Zivil- und Zivilprozessrecht

Hundesteuersatzung, Bekanntgabe, Heilung von Bekanntgabemängeln, Schätzung der Besteuerungsgrundlage, Verwirkung

Aktenzeichen  W 8 K 21.187

Datum:
18.10.2021
Fundstelle:
BeckRS – 2021, 38339
Gerichtsart:
VG
Gerichtsort:
Würzburg
Rechtsweg:
Verwaltungsgerichtsbarkeit
Normen:
Art. 13 Abs. 1 Nr. 3 Buchst. a) Doppelbuchst. cc) Dreifachbuchst. ccc) KAG
KAG Art. 13 Abs. 1 Nr. 3 Buchst. b)
Art. 13 Abs. 1 Nr. 4 Buchst. b) Doppelbuchst. aa) KAG
KAG Art. 13 Abs. 1 Nr. 5 Buchst. a)
AO § 88
AO § 90 Abs. 1
AO § 124
AO § 122
AO § 162
AO § 228

 

Leitsatz

Tenor

I. Die Klage wird abgewiesen.
II. Die Klägerin hat die Kosten des Verfahrens zu tragen.
III. Das Urteil ist wegen der Kosten vorläufig vollstreckbar. Die Klägerin kann die Vollstreckung durch Sicherheitsleistung in Höhe des zu vollstreckenden Betrages abwenden, wenn nicht die Beklagte vorher in gleicher Höhe Sicherheit leistet.

Gründe

Bei verständiger Würdigung des gesamten Vorbringens der Klägerin (§ 88 VwGO) ist ihr Klagebegehren dahingehend auszulegen, dass sie die Aufhebung des Hundesteuerbescheids der Beklagten vom 5. Juli 2016 sowie des Widerspruchsbescheids des Landratsamts M* … vom 18. Januar 2021 und nicht die Feststellung der Unwirksamkeit des Hundesteuerbescheids begehrt. Zwar hat die anwaltlich nicht vertretene Klägerin vorgetragen, es habe keine ordnungsgemäße Zustellung des Bescheids stattgefunden und die Beklagte solle diese zunächst bewirken. Allerdings führte sie dies zur vermeintlichen Verfristung ihres Widerspruchs aus. Überdies erschöpfte sich ihre Klagebegründung nicht im Vortrag bezüglich der Zustellung, sondern richtete sich im Schwerpunkt vielmehr gegen die Rechtmäßigkeit der Bescheide. In Verbindung mit dem Wortlaut ihres Klageantrags ist daher von einem Begehren auf Aufhebung der Bescheide auszugehen.

[Aufgaben]:
1. Beantworte anhand des Urteils zur Hundesteuer:
(a) Welches Aktenzeichen trägt es?
(b) An welchem Ort sitzt das Gericht?
(c) Von welchem Datum ist der Hundesteuerbescheid der Beklagten?
2. Bearbeite den Abschnitt des Urteils zur Hundesteuer von „I. Die Klage“ bis „Höhe Sicherheit leistet.“: Setze überall „Antragstellerin“ statt „Klägerin“ ein und gib den Abschnitt vollständig wieder.

[Entnommenes Material]:
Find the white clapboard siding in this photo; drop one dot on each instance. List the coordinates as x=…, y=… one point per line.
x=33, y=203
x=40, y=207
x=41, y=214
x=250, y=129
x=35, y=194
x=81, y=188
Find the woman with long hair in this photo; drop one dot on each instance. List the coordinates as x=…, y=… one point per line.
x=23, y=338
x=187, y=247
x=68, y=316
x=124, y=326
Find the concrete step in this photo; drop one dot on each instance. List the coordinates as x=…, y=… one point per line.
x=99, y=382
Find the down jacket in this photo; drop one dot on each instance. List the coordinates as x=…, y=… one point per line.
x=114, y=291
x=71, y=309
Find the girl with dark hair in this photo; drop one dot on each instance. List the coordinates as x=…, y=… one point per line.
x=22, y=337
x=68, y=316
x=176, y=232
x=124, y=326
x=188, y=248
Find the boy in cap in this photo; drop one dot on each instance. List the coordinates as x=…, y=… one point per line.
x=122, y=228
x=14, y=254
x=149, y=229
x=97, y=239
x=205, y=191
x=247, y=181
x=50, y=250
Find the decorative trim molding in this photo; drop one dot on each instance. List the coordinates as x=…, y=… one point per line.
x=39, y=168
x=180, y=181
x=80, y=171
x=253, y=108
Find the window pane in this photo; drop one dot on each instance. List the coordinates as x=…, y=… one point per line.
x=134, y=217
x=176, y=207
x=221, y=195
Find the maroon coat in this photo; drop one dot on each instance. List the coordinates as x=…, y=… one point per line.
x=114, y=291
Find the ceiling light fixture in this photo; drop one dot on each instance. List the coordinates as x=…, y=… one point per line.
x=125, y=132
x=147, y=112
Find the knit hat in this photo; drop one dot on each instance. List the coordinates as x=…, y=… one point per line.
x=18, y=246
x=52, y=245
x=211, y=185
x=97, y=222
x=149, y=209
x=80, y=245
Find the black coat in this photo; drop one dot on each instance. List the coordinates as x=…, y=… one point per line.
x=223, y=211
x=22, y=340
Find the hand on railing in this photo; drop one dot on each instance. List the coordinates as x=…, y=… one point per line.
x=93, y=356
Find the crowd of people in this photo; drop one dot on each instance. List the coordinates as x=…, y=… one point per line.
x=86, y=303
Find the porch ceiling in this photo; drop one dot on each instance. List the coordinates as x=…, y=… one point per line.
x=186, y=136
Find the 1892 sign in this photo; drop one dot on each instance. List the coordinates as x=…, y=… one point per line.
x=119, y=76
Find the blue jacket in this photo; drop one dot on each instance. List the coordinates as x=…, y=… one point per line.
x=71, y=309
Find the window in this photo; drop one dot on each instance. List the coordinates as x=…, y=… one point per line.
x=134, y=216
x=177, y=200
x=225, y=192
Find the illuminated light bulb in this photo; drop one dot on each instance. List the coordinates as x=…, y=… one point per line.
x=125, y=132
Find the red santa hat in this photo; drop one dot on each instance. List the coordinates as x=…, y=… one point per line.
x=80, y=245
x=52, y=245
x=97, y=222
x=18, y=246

[Antworten]:
1.
(a) W 8 K 21.187
(b) Würzburg
(c) 5. Juli 2016

2.
I. Die Klage wird abgewiesen.
II. Die Antragstellerin hat die Kosten des Verfahrens zu tragen.
III. Das Urteil ist wegen der Kosten vorläufig vollstreckbar. Die Antragstellerin kann die Vollstreckung durch Sicherheitsleistung in Höhe des zu vollstreckenden Betrages abwenden, wenn nicht die Beklagte vorher in gleicher Höhe Sicherheit leistet.